[Passage to read]
_ _ _

Information security teams should plan to address two significant questions related to Big Data operations. First, what security implications does the use of Big Data by the business raise? In many cases, IT security professionals will bear primary responsibility for securing the data sources and analysis tools used by Big Data operations.
Second, how can those same professionals leverage Big Data to improve the analytics supporting information security operations? Security professionals have long drowned in the multitude of data available to them and Big Data tools provide hope for new ways to pore through that data and find the needles in the haystack with significant security implications.
What is Big Data?
One of the first questions facing security professionals is fundamental to the conversation: What is Big Data anyway? The term means many different things to different audiences. Some use it to refer to the very large datasets generated by modern information systems and sensors. Others use it to describe the new analytic tools used to process that raw information into actionable intelligence. Yet another group applies the term Big Data to the output of those analytic processes. The reality is that all of these items are components of Big Data operations.
What makes a dataset Big Data? Is it gigabytes, terabytes or petabytes? There is no common consensus on a single threshold that qualifies a data source as "big," but most experts agree that Big Data embodies the "Three Vs":
Volume - While there is no numeric threshold for the size of the dataset, most analysts only call a dataset big if it is large enough that traditional analysis techniques won't yield useful results. If it fits in an Excel spreadsheet, it's not Big Data!
Variety - Big Data analytics leverage information from a wide variety of data sources. The true power of Big Data lies in correlation and that requires information from databases, sensors, physical processes and other diverse sources.
Velocity - Big Data moves quickly. It may arrive in torrential storms and/or change at a rapid rate. Analysis tools must be able to cope with this unprecedented velocity.
Using Big Data requires access to new tools designed to handle the mix of data sources that analysts encounter. Many types of Big Data come in very unstructured formats, such as social media postings, books, email messages and web pages. All of these sources contain a great wealth of information but it does not come in a predefined format that facilitates easy analysis. Other data sources may be semi-structured, using a flexible datalanguage such as XML or JSON to label attributes and values but not require any particular fields.
The tools and techniques used in Big Data analysis accept large quantities of unstructured and semi-structured data that arrive with velocity, variety and volume and process them into useful information. This analysis is difficult, but it may reveal new insights that went undiscovered using traditional analysis techniques on highly structured data.

_ _ _

[Supplied information]
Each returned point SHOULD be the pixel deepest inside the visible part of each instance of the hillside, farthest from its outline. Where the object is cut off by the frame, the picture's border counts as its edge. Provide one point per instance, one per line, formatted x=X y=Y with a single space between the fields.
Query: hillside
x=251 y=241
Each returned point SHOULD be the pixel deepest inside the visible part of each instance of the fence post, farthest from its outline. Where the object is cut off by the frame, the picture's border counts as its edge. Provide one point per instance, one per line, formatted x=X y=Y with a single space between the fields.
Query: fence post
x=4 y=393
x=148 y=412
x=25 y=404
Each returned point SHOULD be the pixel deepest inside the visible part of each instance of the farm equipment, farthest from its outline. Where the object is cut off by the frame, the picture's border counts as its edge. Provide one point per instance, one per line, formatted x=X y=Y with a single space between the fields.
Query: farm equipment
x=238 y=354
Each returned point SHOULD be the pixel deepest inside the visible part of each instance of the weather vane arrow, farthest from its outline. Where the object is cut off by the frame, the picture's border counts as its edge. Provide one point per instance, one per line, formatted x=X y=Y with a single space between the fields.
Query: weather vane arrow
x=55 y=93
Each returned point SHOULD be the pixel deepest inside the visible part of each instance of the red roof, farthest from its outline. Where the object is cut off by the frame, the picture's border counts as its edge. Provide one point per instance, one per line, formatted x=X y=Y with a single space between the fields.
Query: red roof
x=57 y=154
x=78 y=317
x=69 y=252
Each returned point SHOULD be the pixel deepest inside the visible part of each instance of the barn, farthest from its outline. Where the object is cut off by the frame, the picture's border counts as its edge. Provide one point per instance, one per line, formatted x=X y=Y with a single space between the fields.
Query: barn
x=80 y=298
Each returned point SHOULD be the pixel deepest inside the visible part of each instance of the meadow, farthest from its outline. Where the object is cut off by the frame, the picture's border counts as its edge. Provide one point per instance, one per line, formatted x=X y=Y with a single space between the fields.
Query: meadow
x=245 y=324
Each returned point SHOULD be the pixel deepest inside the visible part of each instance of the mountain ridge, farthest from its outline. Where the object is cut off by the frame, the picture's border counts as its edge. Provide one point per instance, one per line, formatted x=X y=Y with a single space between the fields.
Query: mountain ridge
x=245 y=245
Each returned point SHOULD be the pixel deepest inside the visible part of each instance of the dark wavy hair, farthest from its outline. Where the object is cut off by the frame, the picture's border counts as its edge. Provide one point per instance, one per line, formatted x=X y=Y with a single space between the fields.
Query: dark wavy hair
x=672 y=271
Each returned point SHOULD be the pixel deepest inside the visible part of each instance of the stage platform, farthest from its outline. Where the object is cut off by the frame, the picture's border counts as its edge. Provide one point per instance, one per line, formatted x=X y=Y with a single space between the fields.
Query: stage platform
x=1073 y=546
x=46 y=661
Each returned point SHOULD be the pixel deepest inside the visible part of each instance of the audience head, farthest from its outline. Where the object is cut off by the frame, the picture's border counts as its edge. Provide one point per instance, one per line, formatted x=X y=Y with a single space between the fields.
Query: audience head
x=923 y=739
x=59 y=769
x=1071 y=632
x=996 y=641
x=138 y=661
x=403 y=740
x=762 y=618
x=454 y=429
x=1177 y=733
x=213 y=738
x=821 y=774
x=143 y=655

_ _ _

[Exercise set]
A. According to the Big Data passage, why do Big Data analytics draw on such a wide variety of data sources?
B. Repeat the Big Data passage from "Velocity - Big" to "any particular fields.", but switch "torrential storms" to "sudden bursts".

[Solutions]
A. The true power of Big Data lies in correlation. Correlation requires information from databases, sensors, physical processes and other diverse sources.

B.
Velocity - Big Data moves quickly. It may arrive in sudden bursts and/or change at a rapid rate. Analysis tools must be able to cope with this unprecedented velocity.
Using Big Data requires access to new tools designed to handle the mix of data sources that analysts encounter. Many types of Big Data come in very unstructured formats, such as social media postings, books, email messages and web pages. All of these sources contain a great wealth of information but it does not come in a predefined format that facilitates easy analysis. Other data sources may be semi-structured, using a flexible datalanguage such as XML or JSON to label attributes and values but not require any particular fields.